原文:
# # # # #

HOME>業界人のお話>第17回 林 幹雄 H20.3.28
業界人のお話


第17回 林 幹雄さん

日展会員 彫刻家
(元)瀬栄陶器株式会社 原型師









現在、名古屋陶磁器会館にて安置している 
水野保一翁胸像の製作者



原型師となる
〜サンプルの箱を開けるのが楽しみで〜

――― 瀬栄陶器に入られたきっかけは?
 守山に瀬栄陶器の製造工場ができた時から、父親が勤めていたものですから、戦時中ということもあり、「近いでここへ入れ」って父親に言われたのがきっかけです。あの当時は国民学校といって、6年の初等科と2年の高等科がありました。私は初等科を卒業してすぐ就職し、高等の2年間は勤めながら通ったんです。会社に認めてもらい、週に何日か通っていました。

―――  初めから原型のお仕事をされたのですか?
 
  金属の代用品として製造していた缶詰、手榴弾の石膏型を作っていましたが、8月の終戦により缶詰の生産だけになりました。近くに会社の買入れた雑木林を開耕し、サツマイモを作る仕事もありました。12月の給料袋がみつかり、明細を見ると改めて昔日の感があります。
[昭和20年12月の給料明細]

――― 原型師になられたきっかけは?
 貿易が再開したのは昭和23年頃からでした。アメリカのアーダルトという兄弟のバイヤーの注文で、ノベルティの製造が始まりました。 バイヤーがノベルティのサンプルを持ってくるようになったので、社長から「原型をやれ」と支持されたのがきっかけでした。その時は瀬戸からみえた人が一人で原型作りをしていました。その人に教わりながら勉強し始めたんです。
[アーダルトの当時の製品とラベル]

 バイヤーがヨーロッパから、古い人形をカートンにいっぱい、2年に一回会社に持ってきたんです。どんな人形が出てくるか、箱を開けるのが大変楽しみでね。あの当時は不思議に思っていたのですが、ほとんどの人形の指が折れていたんです。日本に持ってくる時に、商品として持ってくると関税がかかるので、サンプルとして持ってきたことを証明するために、わざと折っていたんだそうです。

# # # # #

記録データ:
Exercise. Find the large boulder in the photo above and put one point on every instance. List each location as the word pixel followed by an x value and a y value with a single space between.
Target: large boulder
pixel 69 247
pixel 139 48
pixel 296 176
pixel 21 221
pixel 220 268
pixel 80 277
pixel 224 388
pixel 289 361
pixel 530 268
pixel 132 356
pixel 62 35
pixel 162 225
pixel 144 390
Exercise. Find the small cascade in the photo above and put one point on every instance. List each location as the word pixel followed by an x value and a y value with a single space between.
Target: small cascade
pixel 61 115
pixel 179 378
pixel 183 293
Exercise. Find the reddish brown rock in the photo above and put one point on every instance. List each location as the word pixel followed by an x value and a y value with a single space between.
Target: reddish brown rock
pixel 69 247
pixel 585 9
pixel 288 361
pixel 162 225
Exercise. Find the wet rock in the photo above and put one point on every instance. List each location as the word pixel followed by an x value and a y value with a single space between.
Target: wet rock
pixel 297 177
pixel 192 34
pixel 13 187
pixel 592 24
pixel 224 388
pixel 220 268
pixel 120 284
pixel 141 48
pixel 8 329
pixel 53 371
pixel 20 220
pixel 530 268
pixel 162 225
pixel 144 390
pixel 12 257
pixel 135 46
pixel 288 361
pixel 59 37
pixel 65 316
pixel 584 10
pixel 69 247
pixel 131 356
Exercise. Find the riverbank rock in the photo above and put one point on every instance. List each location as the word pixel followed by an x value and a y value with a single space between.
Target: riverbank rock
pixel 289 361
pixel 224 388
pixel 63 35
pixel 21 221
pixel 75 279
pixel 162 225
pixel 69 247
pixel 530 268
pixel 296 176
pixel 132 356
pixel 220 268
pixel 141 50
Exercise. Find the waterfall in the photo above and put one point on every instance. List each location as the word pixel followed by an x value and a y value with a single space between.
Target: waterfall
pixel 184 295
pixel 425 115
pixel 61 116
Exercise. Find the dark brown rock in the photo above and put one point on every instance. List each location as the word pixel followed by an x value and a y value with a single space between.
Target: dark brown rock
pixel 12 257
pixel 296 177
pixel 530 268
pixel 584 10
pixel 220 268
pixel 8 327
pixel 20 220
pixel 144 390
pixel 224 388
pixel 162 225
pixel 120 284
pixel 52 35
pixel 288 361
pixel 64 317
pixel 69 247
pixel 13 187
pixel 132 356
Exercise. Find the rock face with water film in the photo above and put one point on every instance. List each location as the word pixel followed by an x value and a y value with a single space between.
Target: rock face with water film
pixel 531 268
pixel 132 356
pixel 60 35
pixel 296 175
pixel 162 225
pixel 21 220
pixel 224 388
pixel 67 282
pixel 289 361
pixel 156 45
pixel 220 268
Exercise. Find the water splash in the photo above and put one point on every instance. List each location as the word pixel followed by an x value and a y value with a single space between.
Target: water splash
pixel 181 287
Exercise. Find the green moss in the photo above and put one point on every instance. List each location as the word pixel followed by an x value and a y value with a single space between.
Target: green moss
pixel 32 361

# # # # #

作業内容: インタビュー記事の「守山に瀬栄陶器の製造工場がで」から「認めてもらい、週に何日か通っていました。」までの部分を、一字も変えずに返してください。 項目は、インタビュー記事とは別の出典から集めたものである。

解答出力:
守山に瀬栄陶器の製造工場ができた時から、父親が勤めていたものですから、戦時中ということもあり、「近いでここへ入れ」って父親に言われたのがきっかけです。あの当時は国民学校といって、6年の初等科と2年の高等科がありました。私は初等科を卒業してすぐ就職し、高等の2年間は勤めながら通ったんです。会社に認めてもらい、週に何日か通っていました。